Stored records
════════════════
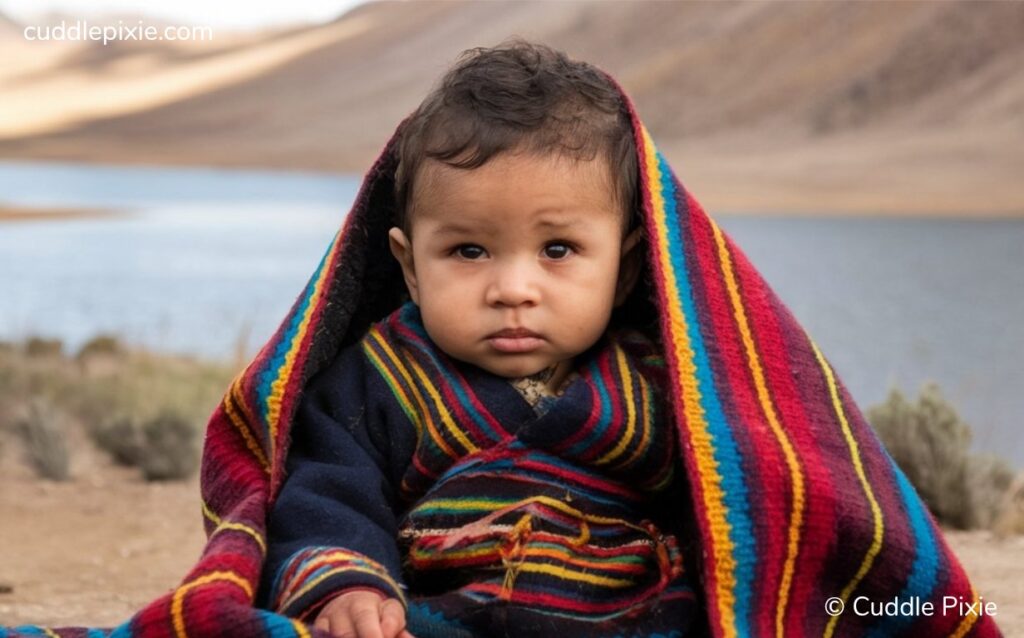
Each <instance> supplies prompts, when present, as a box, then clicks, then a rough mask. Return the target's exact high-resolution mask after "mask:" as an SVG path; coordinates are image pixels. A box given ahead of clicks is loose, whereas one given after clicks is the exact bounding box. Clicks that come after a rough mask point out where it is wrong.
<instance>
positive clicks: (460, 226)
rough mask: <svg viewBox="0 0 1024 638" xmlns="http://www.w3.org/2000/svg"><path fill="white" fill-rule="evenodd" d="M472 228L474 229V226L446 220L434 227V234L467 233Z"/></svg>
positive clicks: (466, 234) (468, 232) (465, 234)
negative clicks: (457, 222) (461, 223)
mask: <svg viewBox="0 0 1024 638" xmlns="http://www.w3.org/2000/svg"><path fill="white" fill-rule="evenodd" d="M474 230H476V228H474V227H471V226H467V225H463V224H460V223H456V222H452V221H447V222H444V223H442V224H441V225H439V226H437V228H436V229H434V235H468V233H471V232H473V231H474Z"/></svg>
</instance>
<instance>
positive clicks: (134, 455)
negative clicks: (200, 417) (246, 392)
════════════════
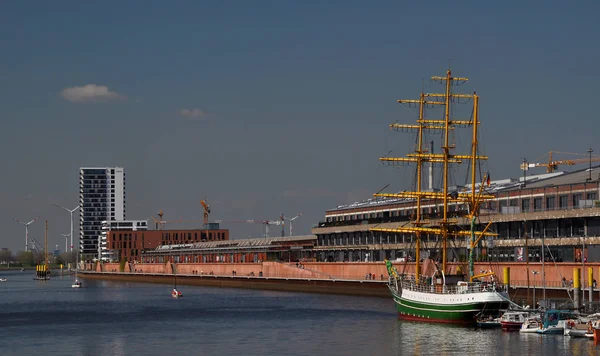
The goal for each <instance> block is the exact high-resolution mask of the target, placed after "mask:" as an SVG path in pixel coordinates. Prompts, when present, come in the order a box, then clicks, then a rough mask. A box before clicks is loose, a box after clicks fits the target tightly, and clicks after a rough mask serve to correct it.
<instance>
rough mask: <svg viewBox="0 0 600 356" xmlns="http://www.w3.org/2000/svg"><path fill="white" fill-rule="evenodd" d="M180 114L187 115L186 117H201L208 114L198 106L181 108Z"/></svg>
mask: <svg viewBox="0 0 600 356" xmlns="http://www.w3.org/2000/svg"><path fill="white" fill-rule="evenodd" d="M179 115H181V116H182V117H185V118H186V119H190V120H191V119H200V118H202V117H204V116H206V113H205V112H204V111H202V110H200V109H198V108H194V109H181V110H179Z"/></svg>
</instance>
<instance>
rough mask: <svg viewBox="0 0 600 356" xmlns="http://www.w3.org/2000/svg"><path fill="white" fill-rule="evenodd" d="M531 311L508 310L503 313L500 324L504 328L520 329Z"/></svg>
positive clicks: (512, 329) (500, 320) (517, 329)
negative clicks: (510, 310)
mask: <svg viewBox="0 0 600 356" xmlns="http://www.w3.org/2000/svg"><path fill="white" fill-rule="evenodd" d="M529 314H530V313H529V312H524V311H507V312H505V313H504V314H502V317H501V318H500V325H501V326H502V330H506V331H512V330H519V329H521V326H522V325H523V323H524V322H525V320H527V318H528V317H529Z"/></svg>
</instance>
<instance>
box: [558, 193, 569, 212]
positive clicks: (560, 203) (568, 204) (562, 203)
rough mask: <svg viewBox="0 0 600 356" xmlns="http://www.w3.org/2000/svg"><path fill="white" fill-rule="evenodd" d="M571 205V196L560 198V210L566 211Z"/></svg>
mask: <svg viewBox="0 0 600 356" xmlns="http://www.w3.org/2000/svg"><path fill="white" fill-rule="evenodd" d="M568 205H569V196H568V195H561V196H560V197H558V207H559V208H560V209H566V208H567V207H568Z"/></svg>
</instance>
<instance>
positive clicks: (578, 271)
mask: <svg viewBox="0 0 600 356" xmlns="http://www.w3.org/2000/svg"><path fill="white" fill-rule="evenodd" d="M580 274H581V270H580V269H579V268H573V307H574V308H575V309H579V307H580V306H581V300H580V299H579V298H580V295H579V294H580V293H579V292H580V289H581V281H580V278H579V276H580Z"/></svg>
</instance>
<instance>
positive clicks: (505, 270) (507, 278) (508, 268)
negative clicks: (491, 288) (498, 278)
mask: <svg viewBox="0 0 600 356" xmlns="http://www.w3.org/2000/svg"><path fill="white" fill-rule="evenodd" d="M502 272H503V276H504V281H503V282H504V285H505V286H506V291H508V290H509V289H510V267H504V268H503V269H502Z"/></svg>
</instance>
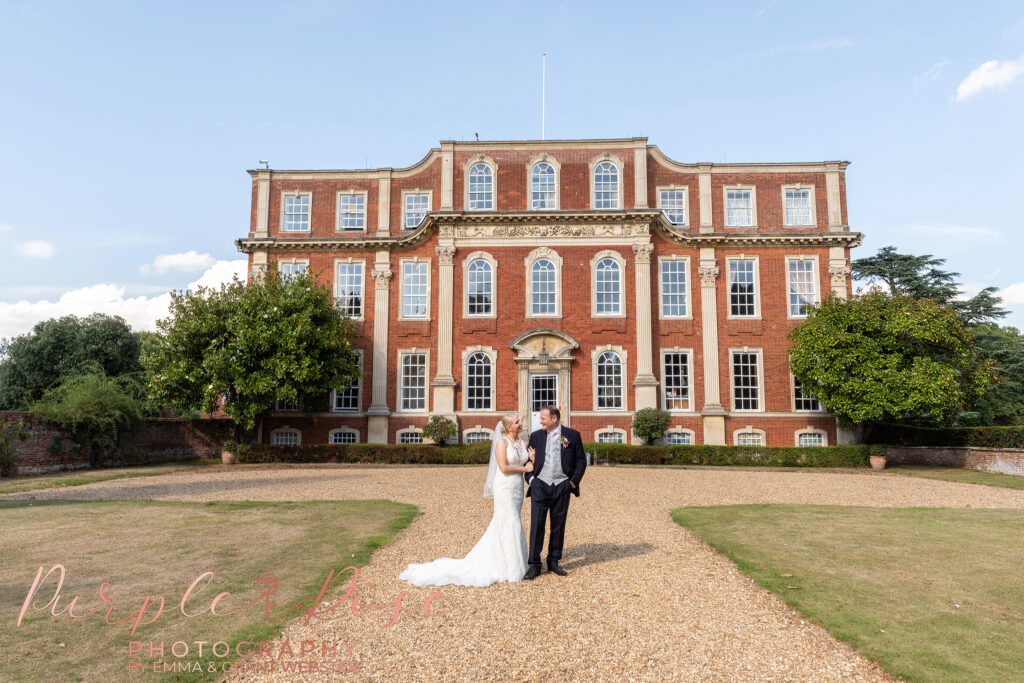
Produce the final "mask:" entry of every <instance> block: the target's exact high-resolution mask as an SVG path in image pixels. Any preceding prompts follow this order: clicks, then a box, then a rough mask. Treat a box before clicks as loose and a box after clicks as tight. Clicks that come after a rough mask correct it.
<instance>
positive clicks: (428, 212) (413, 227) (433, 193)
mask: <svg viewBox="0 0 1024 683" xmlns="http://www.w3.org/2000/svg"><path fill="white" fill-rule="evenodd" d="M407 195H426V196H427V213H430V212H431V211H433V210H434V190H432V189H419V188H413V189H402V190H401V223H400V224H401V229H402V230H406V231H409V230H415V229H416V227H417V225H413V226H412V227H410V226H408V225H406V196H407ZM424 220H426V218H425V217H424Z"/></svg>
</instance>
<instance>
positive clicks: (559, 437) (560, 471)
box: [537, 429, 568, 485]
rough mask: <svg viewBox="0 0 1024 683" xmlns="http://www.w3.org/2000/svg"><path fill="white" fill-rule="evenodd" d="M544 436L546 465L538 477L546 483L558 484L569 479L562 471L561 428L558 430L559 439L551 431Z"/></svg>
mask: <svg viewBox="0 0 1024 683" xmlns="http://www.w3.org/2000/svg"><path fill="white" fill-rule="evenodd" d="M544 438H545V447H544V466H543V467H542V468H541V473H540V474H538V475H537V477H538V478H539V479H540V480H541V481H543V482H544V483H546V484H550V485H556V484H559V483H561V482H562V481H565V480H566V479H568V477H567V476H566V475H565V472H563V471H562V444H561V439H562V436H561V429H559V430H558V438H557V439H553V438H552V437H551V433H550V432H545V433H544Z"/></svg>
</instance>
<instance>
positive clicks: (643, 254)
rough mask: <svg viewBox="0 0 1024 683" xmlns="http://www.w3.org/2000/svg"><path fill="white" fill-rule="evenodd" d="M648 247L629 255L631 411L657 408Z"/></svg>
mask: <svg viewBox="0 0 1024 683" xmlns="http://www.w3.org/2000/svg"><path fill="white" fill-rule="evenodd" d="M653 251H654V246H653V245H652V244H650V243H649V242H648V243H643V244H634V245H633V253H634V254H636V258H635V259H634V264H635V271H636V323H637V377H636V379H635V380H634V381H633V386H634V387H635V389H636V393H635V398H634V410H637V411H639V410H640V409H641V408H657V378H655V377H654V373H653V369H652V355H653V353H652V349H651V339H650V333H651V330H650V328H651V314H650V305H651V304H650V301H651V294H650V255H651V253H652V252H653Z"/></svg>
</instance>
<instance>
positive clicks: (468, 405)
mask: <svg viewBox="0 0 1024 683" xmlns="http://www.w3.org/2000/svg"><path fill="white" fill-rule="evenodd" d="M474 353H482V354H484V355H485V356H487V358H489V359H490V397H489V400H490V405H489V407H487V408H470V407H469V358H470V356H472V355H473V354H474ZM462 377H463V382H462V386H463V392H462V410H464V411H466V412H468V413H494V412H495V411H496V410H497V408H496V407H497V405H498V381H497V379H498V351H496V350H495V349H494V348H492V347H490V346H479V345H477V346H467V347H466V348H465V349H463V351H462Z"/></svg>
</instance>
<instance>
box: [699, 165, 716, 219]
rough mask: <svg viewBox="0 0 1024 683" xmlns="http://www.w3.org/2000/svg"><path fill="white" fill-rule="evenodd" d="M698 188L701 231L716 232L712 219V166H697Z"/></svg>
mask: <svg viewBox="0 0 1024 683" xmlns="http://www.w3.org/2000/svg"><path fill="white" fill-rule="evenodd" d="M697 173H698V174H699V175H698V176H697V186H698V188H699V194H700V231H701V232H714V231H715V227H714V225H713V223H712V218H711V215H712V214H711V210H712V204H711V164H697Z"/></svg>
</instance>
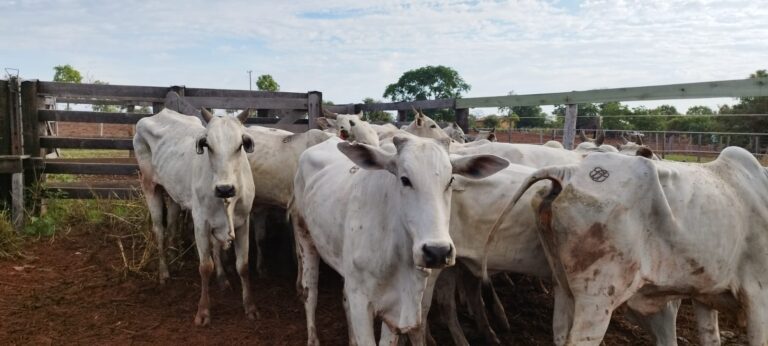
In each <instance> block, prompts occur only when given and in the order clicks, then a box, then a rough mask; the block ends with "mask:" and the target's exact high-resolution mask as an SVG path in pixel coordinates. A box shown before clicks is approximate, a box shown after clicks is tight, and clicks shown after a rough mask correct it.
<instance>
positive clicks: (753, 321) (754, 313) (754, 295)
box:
════════════════
§ **Task requirements**:
Turn the material from the line with "Each <instance> supplies" up to and including the line with "positive clicks: (466, 234)" into a numbered list, skipping any blank lines.

§ **Response box**:
1. Each <instance> supplies prompts, when present, as a box, then clicks, then a rough mask. Return the target's exact high-resolution mask after "mask:" as an SVG path; coordinates are image pixels. A box given ahead of clicks is loose, whereas one given after clicks is the exact bounding box. Clicks that come after a rough mask point out where it is wrong.
2. <instance>
3. positive clicks: (460, 226)
4. rough mask: <svg viewBox="0 0 1024 638" xmlns="http://www.w3.org/2000/svg"><path fill="white" fill-rule="evenodd" d="M472 228L474 229V226L446 220L434 227V234L467 233Z"/></svg>
5. positive clicks: (466, 234) (468, 232) (465, 234)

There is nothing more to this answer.